• _Excerpted passage_

# When did it come to this?



## wisrdh (Oct 25, 2013)

My husband and I have been together since we were 18, and we are now 26. We have two beautiful little girls (6yrs and 2yrs). We have been through it all together! We've always remained strong as a couple... until now. The past two years I have been in school finishing my degree in dental hygiene and he has been working as a lineman building power lines. His job has taken him all over and he is currently about 5 hours away from our home. Everything had been going just fine in our lives and we just purchased our first home together which we will be moving into next week. This last week he admitted to being an alcoholic, which was no surprise to me and had me pretty concerned about our marriage right then and there.
Now, fast-forward to Tuesday night- I call him when I know he should be done with work, and his phone goes straight to voice mail. So I figure he must still be working. He calls me back about an hour later, obviously drunk. He tells me they got done early and he read, and watched tv all day. RIGHT..... I'm not an idiot. I questioned his drinking and he gets belligerent with me. He tells me I am such a loser (in other not so nice words) because I haven't been working for the past two years and that I have no right to question him. I get mad and hang up. I try to call back later but he ignores my call.

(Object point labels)
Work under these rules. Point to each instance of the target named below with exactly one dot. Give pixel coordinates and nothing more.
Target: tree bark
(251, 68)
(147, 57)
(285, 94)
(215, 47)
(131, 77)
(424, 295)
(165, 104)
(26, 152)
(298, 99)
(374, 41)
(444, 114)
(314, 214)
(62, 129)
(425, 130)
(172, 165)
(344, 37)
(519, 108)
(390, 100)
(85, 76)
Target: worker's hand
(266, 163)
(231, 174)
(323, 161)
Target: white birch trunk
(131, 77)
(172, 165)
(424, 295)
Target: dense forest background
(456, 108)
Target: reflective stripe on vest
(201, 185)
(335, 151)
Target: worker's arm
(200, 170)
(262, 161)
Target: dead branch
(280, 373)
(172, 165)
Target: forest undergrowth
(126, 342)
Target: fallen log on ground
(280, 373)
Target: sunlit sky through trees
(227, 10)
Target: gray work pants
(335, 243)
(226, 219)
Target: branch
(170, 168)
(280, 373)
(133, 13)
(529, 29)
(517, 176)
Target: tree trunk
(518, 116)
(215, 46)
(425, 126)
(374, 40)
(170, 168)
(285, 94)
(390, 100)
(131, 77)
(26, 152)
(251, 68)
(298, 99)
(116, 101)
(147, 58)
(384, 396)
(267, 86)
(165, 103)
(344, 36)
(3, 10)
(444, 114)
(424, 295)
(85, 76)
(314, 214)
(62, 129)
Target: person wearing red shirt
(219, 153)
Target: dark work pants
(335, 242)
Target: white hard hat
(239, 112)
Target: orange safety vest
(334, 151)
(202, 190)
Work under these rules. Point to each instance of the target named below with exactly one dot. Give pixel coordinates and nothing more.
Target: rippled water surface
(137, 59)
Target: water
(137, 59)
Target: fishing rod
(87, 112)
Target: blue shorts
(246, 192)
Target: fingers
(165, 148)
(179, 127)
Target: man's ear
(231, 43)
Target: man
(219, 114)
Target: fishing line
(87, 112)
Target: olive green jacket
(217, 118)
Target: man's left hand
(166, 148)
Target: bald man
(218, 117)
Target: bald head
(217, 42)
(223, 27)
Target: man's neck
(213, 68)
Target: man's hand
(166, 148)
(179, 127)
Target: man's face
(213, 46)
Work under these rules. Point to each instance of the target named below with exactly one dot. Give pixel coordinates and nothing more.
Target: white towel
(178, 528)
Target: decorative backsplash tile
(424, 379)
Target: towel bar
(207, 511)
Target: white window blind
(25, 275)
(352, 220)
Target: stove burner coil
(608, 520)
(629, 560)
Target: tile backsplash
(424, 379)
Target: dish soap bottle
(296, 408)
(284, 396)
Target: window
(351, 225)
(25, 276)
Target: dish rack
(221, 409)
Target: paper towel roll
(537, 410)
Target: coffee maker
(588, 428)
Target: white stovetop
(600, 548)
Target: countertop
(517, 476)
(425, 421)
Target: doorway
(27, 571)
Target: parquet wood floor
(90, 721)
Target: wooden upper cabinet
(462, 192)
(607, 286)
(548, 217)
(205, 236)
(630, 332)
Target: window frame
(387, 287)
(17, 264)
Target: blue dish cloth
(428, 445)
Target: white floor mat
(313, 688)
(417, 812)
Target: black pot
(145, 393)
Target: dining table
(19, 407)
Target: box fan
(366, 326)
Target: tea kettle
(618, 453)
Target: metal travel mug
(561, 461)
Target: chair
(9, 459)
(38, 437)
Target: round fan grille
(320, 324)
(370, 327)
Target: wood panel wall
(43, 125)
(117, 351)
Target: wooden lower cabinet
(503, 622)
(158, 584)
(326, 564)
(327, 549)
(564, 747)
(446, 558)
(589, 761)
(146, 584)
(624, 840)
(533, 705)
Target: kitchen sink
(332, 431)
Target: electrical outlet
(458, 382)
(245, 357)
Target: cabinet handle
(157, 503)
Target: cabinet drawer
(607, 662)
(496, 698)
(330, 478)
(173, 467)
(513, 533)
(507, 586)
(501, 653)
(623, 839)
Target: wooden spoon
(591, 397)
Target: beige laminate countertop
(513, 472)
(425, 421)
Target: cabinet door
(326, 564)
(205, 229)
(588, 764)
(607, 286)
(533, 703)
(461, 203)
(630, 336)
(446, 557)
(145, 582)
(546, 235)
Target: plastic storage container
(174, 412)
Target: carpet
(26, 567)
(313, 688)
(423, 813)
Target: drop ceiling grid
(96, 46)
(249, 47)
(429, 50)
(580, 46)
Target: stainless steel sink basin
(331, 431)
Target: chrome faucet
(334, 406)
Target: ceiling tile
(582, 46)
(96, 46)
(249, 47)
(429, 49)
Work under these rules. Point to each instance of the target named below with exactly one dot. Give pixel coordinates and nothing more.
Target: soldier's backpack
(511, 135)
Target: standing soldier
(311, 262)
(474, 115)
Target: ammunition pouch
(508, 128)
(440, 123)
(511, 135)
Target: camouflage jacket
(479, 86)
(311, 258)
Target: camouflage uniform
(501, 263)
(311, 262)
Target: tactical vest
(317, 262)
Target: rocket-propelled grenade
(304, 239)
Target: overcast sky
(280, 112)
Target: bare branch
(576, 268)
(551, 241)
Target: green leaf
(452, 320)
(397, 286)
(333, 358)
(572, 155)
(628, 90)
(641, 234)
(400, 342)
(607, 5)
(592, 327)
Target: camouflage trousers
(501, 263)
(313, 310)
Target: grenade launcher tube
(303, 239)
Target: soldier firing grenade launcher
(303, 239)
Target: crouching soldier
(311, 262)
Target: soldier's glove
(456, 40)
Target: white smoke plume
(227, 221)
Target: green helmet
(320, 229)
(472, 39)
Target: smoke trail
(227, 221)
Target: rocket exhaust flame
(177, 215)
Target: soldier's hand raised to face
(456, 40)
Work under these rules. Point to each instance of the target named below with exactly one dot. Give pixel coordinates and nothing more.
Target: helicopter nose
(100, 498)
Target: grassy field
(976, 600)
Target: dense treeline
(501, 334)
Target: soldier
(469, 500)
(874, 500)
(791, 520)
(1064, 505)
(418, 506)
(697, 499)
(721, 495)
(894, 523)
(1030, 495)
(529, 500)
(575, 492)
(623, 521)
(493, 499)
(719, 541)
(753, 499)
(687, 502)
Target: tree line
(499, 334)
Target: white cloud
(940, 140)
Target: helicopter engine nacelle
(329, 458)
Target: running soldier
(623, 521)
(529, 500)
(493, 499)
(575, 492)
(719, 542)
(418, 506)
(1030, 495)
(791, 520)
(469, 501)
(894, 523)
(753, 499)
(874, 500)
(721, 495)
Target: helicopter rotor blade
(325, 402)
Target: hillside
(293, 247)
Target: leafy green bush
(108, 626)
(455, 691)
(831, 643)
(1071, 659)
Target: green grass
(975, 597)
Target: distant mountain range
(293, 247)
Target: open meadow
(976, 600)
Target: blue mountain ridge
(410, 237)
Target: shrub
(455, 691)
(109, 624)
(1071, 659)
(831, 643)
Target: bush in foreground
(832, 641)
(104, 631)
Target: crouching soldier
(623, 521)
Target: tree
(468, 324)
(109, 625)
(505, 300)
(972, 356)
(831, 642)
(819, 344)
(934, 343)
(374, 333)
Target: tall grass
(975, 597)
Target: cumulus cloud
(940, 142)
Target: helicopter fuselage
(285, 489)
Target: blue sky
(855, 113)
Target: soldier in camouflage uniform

• _Stated exercise_
Reproduce the passage from the forum post that begins at the words "Now, fast-forward to" and stops after "ignores my call.".

• _Full response_
Now, fast-forward to Tuesday night- I call him when I know he should be done with work, and his phone goes straight to voice mail. So I figure he must still be working. He calls me back about an hour later, obviously drunk. He tells me they got done early and he read, and watched tv all day. RIGHT..... I'm not an idiot. I questioned his drinking and he gets belligerent with me. He tells me I am such a loser (in other not so nice words) because I haven't been working for the past two years and that I have no right to question him. I get mad and hang up. I try to call back later but he ignores my call.